** Start DATASET RECORDS **

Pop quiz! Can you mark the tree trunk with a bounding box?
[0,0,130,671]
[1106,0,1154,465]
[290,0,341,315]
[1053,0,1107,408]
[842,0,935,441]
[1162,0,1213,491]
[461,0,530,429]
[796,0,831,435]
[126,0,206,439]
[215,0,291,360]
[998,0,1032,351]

** End DATASET RECORDS **

■ AIM ■
Rewrite the listing with "tree trunk" swapped for "trunk of a tree", keeping everything else the same.

■ FULL SOLUTION ■
Pop quiz! Can you mark the trunk of a tree with a bounding box?
[0,0,130,671]
[1106,0,1154,465]
[290,0,341,315]
[1053,0,1107,408]
[842,0,935,441]
[1162,0,1213,491]
[461,0,530,429]
[796,0,831,435]
[126,0,206,439]
[215,0,291,360]
[998,0,1032,351]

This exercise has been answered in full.